SOURCE TEXT ▸

───

I have nothing to say in this debate- I’m here to learn. All I want to do is start the ball rolling with some quotes from my pit thread in November (if you don’t know which one, don’t worry about it)-
My hope with this thread is that you will debate the merits and faults of the American health care system, while citing as many sources and reference works as you can (and adding personal stories, too).
The problem is so complex it is hard to know where to start. My opinion is it starts with people’s view of health care and that it is a God given right.
The problem starts, I think, with peoples’ notion that they should have access to unlimited health care with no regard for costs or outcomes. There is no incentive to lower costs when people with insurance can often times insist on hugely expensive and extensive health care regardless of the end result. For instance, a person may be given 1 month to live without treatment for, say, cancer but with $500,000 of treatment may be given 6 months to live. Is that a reasonable use of limited resources?
I know the above sounds harsh and it is but the above, for me, is not hypothetical but an anecdote from what is currently happening in my family. My 87 year old father was diagnosed with throat cancer a few months ago. Long story short he was put in for a very aggressive surgery that had a good likelihood of killing him but he went for anyway to remove the throat cancer. Once opened up they found the cancer had spread extensively and stopped the surgery as there was little point to it given how the cancer had spread. He is now on chemotherapy treatment, is being fed by a tube exclusively and is bound to a wheelchair. Currently his treatment has cost over $500,000 (his hospitalization was over 3 months non-stop and he is back in the hospital nearly weekly today). Honestly my family is surprised he is still alive (glad but surprised).

───

RECORDS PROVIDED ▸
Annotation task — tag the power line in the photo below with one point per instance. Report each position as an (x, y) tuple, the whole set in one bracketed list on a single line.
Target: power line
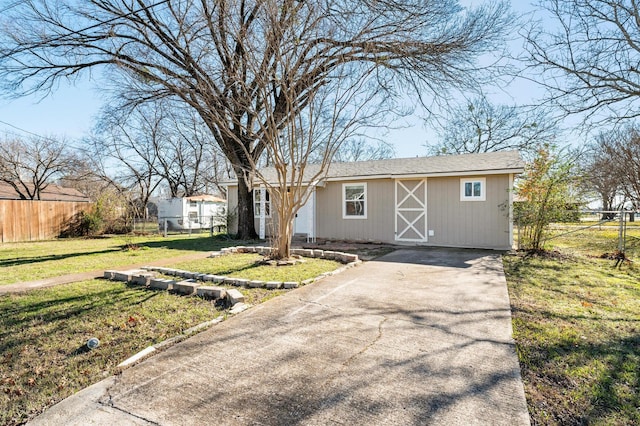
[(99, 23), (10, 6), (25, 131)]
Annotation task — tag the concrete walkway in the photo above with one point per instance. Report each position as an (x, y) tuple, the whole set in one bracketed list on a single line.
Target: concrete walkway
[(417, 337), (83, 276)]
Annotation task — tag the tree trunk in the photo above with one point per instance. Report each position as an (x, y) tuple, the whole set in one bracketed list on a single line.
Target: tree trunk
[(246, 224)]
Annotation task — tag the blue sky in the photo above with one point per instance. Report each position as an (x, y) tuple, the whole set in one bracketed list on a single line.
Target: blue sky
[(69, 112)]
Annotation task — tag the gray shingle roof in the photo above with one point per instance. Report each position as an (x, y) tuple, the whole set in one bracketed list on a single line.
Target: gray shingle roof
[(446, 165)]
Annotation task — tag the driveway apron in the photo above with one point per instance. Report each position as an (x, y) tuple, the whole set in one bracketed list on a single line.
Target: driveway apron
[(417, 337)]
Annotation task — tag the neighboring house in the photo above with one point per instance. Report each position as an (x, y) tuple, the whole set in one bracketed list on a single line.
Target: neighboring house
[(453, 201), (50, 193), (196, 212)]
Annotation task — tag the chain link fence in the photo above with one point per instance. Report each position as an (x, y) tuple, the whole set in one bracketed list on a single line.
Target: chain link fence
[(175, 225)]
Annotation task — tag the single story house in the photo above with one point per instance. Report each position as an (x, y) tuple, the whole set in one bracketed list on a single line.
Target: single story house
[(450, 201), (194, 212)]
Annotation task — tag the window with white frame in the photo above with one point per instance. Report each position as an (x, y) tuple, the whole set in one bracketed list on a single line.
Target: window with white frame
[(354, 201), (473, 189), (256, 203)]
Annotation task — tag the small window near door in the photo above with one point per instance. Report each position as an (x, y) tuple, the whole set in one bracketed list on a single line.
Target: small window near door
[(354, 201), (473, 189), (256, 203)]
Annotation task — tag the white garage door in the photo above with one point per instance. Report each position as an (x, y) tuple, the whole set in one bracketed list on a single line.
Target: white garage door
[(411, 210)]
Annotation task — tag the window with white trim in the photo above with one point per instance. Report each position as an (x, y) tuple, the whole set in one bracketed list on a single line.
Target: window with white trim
[(473, 189), (256, 203), (354, 201)]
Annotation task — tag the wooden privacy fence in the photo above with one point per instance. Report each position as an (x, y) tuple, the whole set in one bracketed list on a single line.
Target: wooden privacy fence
[(22, 220)]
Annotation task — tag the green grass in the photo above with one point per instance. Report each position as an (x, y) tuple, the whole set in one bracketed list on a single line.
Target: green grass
[(594, 241), (37, 260), (43, 358), (576, 323), (248, 266), (43, 334)]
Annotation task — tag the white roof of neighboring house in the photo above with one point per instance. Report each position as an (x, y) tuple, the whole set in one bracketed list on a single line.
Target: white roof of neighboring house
[(501, 162), (206, 197)]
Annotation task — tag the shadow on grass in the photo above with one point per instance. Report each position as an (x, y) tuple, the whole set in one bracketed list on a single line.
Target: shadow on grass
[(203, 243), (609, 395), (52, 257), (57, 309)]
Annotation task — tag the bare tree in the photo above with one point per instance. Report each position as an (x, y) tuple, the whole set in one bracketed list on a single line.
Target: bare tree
[(31, 165), (601, 173), (617, 158), (361, 149), (218, 57), (481, 126), (587, 56), (335, 113)]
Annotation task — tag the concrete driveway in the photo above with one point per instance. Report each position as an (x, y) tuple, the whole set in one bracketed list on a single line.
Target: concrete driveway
[(419, 336)]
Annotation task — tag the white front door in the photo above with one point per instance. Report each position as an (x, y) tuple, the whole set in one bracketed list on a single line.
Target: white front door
[(304, 223), (411, 210)]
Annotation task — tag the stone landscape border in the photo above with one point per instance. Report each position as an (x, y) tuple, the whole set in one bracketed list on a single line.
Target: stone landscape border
[(146, 276)]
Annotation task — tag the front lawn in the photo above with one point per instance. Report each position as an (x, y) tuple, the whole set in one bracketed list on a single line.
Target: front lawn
[(248, 266), (576, 323), (37, 260), (43, 335)]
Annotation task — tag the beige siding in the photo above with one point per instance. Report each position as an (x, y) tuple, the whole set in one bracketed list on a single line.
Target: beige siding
[(232, 203), (482, 224), (232, 209), (379, 224)]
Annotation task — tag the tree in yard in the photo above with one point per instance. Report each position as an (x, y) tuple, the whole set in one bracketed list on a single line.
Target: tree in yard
[(219, 58), (617, 159), (158, 144), (601, 172), (545, 192), (481, 126), (589, 60), (360, 149), (335, 113), (31, 165)]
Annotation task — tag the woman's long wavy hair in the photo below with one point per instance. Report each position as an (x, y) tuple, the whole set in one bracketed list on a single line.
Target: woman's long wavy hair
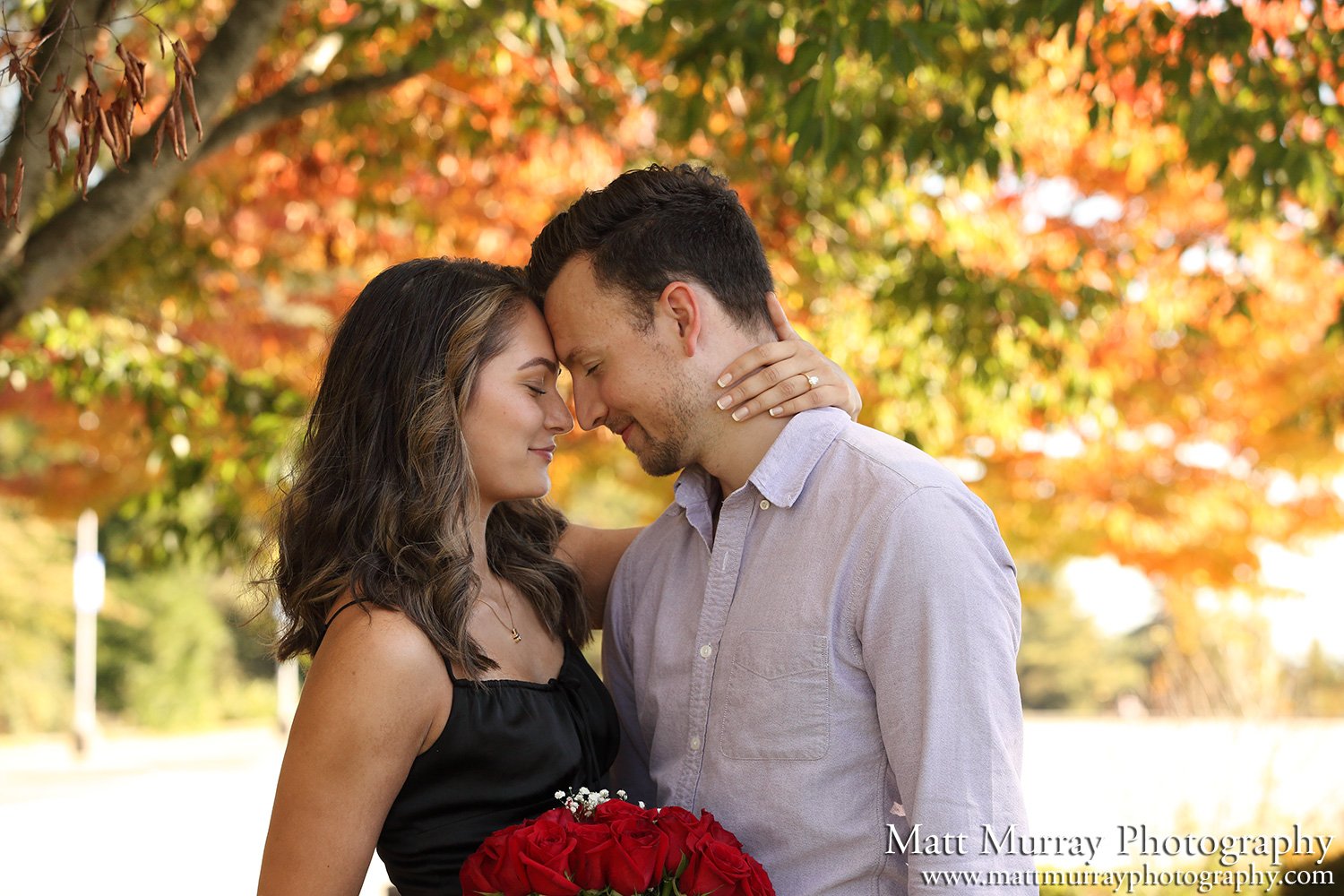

───

EXERCISE DESCRIPTION ▸ Resume the post on the American health care system after its last sentence, keeping its first-person voice.

OUTPUT OF THE EXERCISE ▸
So, does the above make sense from a fiscal perspective? Mind you this is my dad and I love him and I cannot imagine anyone telling me my dad is not worth it so they are not going to bother with treatment. Of course anyone would want the best of care and do whatever needs doing for their loved ones. Nevertheless the medical system in the US is faced with this sort of analysis all the time and the answer is invariably “do whatever needs doing, costs be damned, results be damned.” Who could ever decide otherwise? Who wants to tell a family their loved one is simply not worth the money to treat?
I’m not sure how it could be otherwise but till people are faced with bearing more of their own health care costs I see no way there will ever be downward economic pressure on healthcare prices. At what point would my family have decided my dad’s treatment was too expensive to be worthwhile? $10,000? $50,000? The full $500,000 and bankrupt them? Would our analysis change if he was 50 rather than 87? I do not know and very glad we didn’t have to answer that. This doesn’t even get into the issues of the rich then being able to access treatment and the poor being told sorry…you’re not worth it.
There are many, many other aspects to all this but I do think as long as our society cannot face some sort of triage when doling out healthcare the hospitals, doctors, nurses, drug companies, attorneys and so on will continue to milk this for all it is worth and solutions pointing at them are ineffectual at best.
Maybe you’d care to narrow the debate a little and provide a better grounding for it than a few rants? Ill bite anyway.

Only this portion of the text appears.